• [Exercise passage]:
============================================================

And this is why Courier is super powerful because we just take all of that stuff that people would normally have to write and test and troubleshoot. And we just do all of that for you. And the way that you set that up on the IOS side is super simple.

Shreya:

Really quickly, before you set that up, what like what type of issues can you run into if you have tokens that expire and you don't aren't able to kind of fix that quickly?

Mike:

So if you have an expired token and you're trying to send a message to that not only with your users, not receive the message, that's probably the biggest thing. But you have tokens that you don't need anymore in your backend and you have to associate them with like a state. Like, is this expired, is this valid? And it's really just maintaining a list of all of these tokens in a database and it's just more overhead that engineers have to keep in mind if they're building systems like this from scratch.

But Courier is here to help.

Shreya:

Yeah.

Mike:

So what we're going to do now is we're going to change Flutter app delegate here to Courier. Flutter Delegate. And we're going to add this import right here suite and that's it. Now, we don't have to ever manage the Apple push notification tokens on our IOS side. There's a couple of things we'll have to do on the flutter side, but get to those on the firebase side.

We'll get to those in a little bit. And next, we need to enable push notifications for our iOS project. And to do this, I just go back to the run our target signing capability, click on capability, and it's like push notifications. Sweet. And I'm actually going to change my team over here to our Courier team, and I'm just going to change this out to use a Courier suite.

So that's good to go there. At this point you could send with it with a couple more lines of code. You could test this out. We're going to follow a few more steps just to make sure that we have everything addressed here. But at that point, push notifications are ready to go in your iOS project. So the next thing here is we're going to add a notification service extension.

So what this does is it allows the Courier mobile SDK to detect when a push notification is delivered, when your user's app is completely killed and not running at all. And that way you can track the delivery status of notifications regardless of the state your user's app is in. And we've made this super easy to set up.

So again, there's a video here if you'd like to follow that, but we're going to do this all right here. So I'm going to click on the zip link here. That gives me a zip. I'm going to unzip that and bring this over to my desktop. Then I'm going to right click open this in a new terminal, and we're going to type sh make_template.sh, and we see a cute little bird here, our pigeon.

Shreya:

That is s o freaking adorable adorable. Sorry, I know I stop you here every single time, but that picture just makes me so happy, but also kind of kind of scary that massive AI is kind of staring deeply into your soul. But I guess.

Mike:

Yeah. Yeah.

You really look in you down here. But what this does is it saves you a tremendous amount of time having to configure this extension from scratch. So now we have everything on our computer ready to go. We just have to add the new notification service extension, target lots of words into our I+ project. So we will switch back over here and we will go to this is our Xcode project for our iOS side of our Flutter app.

Lots of things. And then we will go file new target and we will filter the iOS tab by Courier. And you can see we now have a Courier service. We'll click next, we'll give it a name and I'll say Courier service and just make sure you have the same team as the one that your iOS project is being signed with.

So in my case, it's our Try Courier. And the next thing.

Shreya:

A quick note before you continue. I don't know if you've explained this, but what is what like what does the team have to do with this project?

============================================================

Please copy the Courier transcript starting at "That is s o" and ending at "But I guess.", replacing "picture" with "image".

Stored records:
============================================================

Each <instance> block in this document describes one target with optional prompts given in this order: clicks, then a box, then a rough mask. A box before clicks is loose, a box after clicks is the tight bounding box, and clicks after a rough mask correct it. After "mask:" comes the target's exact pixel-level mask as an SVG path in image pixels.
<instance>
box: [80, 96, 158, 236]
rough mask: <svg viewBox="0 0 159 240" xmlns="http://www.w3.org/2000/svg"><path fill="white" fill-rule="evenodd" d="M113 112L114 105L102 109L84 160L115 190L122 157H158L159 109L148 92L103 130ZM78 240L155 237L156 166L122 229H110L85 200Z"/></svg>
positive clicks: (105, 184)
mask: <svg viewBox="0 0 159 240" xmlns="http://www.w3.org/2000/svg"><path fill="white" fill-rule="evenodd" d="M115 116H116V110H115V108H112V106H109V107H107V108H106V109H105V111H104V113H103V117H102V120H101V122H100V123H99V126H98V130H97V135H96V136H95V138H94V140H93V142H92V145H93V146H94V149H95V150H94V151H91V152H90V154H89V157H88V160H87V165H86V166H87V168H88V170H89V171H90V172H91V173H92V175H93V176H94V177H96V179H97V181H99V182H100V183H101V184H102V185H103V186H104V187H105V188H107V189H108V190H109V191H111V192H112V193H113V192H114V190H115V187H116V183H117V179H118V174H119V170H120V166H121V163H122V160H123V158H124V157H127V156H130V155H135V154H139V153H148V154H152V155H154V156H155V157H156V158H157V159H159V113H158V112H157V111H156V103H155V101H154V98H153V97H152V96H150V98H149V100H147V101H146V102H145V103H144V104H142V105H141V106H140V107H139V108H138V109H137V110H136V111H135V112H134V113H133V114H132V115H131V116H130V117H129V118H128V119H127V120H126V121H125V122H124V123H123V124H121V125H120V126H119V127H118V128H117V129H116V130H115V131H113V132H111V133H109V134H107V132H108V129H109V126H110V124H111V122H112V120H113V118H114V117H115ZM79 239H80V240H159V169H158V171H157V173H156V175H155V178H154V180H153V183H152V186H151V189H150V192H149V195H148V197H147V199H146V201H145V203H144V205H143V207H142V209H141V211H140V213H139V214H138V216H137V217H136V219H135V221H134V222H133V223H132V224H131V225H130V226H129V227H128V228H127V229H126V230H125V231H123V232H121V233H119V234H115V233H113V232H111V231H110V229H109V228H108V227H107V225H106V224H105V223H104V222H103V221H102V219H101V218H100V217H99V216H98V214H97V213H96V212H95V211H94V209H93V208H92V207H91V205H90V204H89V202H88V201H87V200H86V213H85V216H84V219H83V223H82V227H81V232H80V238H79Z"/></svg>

============================================================

• [Answer area]:
That is s o freaking adorable adorable. Sorry, I know I stop you here every single time, but that image just makes me so happy, but also kind of kind of scary that massive AI is kind of staring deeply into your soul. But I guess.